Belge Alıntısı>
Fecir | Konular | Kitaplar

Güzellik Duygusu.

Güzellik Duygusu



Güzellik Duygusu
 
Güzellik duygusu, insan
bünyesindeki hayret verici noktalardan biridir. İlim, bu duygunun mâhiyetini
bütünüyle açıklamaktan âcizdir. İlim, sadece dışa yansıyan taraflarını tesbit ve
tasvir eder, tezâhürlerini araştırıp inceler. İnsan, güzelliği, değişik
şekillerde hisseder. Değişik şekilleri vardır bu duygunun. Zaman olur duygusal
güzelliğe kapılır insan. Güzel bir manzaradan veya sevimli bir yüzden etkilenir.
Güzel bir vücut, göz alıcı bir renk cümbüşü ve tatlı bir nağmeden büyülenir.
Sayılamayacak kadar çok güzellik çeşitleri ve dereceleri vardır. Gün olur,
mânevî bir güzellik sarar insanın duygularını... Güzel bir düşünce, güzel bir
his, güzel bir hareket insanı duygulandırır.
Güzellik fıtrî bir duygudur.
İnsan hayatındaki çok önemli ve büyük meseleler, güzellik duygusu üzerine binâ
edilir. Sanat alanının en büyük dayanağı, güzellik duygusudur. Yine akîde için
de en büyük hazine güzellik duygusudur. Normal bir yaratılışa sahip olan insan,
güzellik duygusunun yüceliklerine daldıkça bu duygunun psişik sahadaki önemi
artar, hayata yön verici gücü fazlalaşır.[1]

Kur'ân-ı Kerim insanların
dikkatlerini hep güzele döndürür. Güzelliği doyasıya seyretmek ve kavrayabilmek
için şöyle buyurur: "O'dur ki, yarattığı her şeyi güzel yaptı..."
(32/Secde, 7). Bu insan fıtratının gördüğü, gözünün seyrettiği, zihninin
kavradığı bir hakikattir, eşyanın şeklinde ortaya çıkan saf bir gerçektir.
Allah'ın yarattığı her şeyde bir güzellik göze çarpar.

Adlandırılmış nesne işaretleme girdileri
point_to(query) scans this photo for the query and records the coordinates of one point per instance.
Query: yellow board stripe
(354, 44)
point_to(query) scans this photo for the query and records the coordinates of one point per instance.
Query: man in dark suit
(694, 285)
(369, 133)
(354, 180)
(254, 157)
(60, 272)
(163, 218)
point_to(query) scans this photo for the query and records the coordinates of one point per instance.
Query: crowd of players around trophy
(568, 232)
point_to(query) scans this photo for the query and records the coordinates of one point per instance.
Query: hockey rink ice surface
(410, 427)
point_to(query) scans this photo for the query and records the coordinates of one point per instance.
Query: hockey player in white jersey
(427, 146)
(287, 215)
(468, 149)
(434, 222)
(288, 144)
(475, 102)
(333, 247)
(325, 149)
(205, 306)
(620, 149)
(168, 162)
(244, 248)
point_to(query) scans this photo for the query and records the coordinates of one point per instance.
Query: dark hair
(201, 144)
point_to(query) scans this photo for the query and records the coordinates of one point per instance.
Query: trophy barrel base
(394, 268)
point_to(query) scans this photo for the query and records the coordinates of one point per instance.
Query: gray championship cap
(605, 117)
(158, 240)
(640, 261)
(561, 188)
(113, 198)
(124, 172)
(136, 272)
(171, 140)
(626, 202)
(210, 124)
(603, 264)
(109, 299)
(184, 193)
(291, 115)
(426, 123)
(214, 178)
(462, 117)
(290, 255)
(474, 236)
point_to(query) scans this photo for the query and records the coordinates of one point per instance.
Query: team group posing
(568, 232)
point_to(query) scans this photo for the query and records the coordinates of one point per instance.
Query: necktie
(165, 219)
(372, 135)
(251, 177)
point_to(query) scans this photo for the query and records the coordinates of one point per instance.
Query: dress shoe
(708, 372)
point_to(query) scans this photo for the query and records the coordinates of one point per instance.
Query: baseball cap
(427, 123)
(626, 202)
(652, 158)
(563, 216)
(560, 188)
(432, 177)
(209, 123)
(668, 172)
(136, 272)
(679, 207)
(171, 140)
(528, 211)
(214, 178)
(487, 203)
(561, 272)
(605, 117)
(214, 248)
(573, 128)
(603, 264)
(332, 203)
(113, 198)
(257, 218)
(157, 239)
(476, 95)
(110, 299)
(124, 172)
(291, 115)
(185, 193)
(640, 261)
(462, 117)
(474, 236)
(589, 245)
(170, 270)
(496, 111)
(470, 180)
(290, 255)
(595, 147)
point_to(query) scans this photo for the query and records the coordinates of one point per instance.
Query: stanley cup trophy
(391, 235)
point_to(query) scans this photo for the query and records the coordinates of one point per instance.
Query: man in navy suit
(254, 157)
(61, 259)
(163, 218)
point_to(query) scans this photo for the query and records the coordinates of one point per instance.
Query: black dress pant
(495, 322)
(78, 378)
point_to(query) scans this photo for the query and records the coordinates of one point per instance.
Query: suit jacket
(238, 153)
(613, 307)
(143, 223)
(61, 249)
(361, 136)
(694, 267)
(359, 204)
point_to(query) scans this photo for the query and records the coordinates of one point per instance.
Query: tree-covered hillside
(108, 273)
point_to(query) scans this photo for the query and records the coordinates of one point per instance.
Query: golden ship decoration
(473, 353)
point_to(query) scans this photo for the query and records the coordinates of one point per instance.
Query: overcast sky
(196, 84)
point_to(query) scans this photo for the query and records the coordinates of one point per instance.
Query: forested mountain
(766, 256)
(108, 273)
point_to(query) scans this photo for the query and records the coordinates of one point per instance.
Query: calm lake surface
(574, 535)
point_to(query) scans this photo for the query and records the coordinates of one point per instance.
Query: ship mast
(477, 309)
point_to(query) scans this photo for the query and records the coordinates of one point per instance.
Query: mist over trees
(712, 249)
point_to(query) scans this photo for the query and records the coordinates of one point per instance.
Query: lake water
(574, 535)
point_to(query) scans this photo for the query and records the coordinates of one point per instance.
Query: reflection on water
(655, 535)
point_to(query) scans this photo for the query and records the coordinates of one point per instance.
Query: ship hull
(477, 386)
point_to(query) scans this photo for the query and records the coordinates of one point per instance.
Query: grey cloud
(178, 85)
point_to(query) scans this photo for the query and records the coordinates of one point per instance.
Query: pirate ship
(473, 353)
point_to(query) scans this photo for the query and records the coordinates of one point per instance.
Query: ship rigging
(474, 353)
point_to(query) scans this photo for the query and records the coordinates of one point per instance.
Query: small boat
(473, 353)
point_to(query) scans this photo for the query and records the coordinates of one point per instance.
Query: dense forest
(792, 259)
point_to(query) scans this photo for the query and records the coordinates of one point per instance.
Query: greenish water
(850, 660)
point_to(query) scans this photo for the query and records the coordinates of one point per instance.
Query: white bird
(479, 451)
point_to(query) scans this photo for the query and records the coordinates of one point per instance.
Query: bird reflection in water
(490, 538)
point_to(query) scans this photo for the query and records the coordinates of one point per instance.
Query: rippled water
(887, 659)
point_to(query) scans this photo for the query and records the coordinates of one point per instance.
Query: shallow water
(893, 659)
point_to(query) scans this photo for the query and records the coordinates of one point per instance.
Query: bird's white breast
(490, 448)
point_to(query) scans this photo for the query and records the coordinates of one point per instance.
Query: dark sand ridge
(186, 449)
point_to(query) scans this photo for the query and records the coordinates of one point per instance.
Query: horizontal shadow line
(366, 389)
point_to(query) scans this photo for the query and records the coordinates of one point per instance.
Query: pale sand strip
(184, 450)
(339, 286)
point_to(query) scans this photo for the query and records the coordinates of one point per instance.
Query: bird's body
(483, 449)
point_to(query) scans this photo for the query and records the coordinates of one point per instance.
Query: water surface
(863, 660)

Yapılacaklar>
(a) Güzellik duygusu metnine göre şu soruları yanıtlayın:
(i) İlim bu duygunun neyini bütünüyle açıklamaktan âcizdir?
(ii) Sanat alanının en büyük dayanağı nedir?
(iii) "O'dur ki, yarattığı her şeyi güzel yaptı..." sözü için hangi kaynak gösterilir?
(b) Aşağıdaki ifadeler güzellik duygusu metniyle uyuşuyor mu? Her birine evet ya da hayır deyin ve metinden belirleyici sözleri aynen alıntılayın.
(i) İlim, güzellik duygusunun mahiyetini tamamen açıklayabilir.
(ii) Güzellik doğuştan gelen bir duygudur.
(iii) Güzelliğin çeşitleri ve dereceleri sınırlı sayıdadır.
(c) Güzellik duygusu metnini son cümlesinden sonra devam ettirin.

Sırayla Yanıtlar>
(a)
(i) Mâhiyetini.
(ii) Güzellik duygusu.
(iii) 32/Secde, 7.

(b)
(i) Hayır: "İlim, bu duygunun mâhiyetini bütünüyle açıklamaktan âcizdir."
(ii) Evet: "Güzellik fıtrî bir duygudur."
(iii) Hayır: "Sayılamayacak kadar çok güzellik çeşitleri ve dereceleri vardır."

(c)
Her şeyde eşsiz bir güzelliğin
hâkim olduğu eksiksiz bir âhenk vardır. Gören bir göz, hisseden bir gönül,
düşünebilen bir zihin bu âlemde bütünüyle bir âhenk ve güzellik bulur.[2]

"Binmeniz ve süs için
atları, katırları ve merkepleri (yarattı) ve daha sizin bilmediğiniz nice şeyler
(nakil vâsıtaları, binekler) yaratır." (16/Nahl, 8). Kur'an'ın ilk indiği
toplumlarda ve o devirdeki diğer toplumlarda bu gibi hayvanların mühim bir yeri
vardı. Deve, öküz, koyun, keçi, at, katır ve merkep türünden hayvanlar binek
hayvanı ve süs olarak kullanılırdı.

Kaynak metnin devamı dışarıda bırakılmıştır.